### Task goal
Gather every line in the listing below that contains the word "green" and copy each one out in full.

### Stored items
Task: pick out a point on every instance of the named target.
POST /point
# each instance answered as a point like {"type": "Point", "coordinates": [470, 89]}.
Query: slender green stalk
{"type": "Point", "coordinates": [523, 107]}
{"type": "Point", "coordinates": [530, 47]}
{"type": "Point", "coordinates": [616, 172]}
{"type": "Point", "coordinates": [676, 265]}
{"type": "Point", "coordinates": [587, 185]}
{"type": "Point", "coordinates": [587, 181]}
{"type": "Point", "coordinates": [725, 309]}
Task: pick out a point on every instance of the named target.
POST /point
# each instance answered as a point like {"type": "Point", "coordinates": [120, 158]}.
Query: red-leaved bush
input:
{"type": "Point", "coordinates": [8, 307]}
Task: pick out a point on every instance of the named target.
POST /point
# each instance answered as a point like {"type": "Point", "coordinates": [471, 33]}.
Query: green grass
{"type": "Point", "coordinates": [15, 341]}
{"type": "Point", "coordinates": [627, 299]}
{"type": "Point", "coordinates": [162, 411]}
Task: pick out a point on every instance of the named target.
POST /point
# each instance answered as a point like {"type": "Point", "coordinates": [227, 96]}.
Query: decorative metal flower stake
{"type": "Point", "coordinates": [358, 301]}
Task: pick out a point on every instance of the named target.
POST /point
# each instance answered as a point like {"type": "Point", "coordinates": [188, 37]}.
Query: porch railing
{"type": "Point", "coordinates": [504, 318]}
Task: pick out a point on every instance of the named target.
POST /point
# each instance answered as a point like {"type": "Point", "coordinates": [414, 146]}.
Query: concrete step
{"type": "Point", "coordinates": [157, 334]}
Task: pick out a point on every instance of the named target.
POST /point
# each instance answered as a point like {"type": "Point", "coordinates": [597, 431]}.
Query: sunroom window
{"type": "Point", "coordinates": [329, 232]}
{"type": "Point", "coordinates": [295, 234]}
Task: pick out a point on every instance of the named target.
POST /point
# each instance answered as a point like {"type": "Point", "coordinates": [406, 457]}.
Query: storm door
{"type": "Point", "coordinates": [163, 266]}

### Answer below
Query: slender green stalk
Query: green grass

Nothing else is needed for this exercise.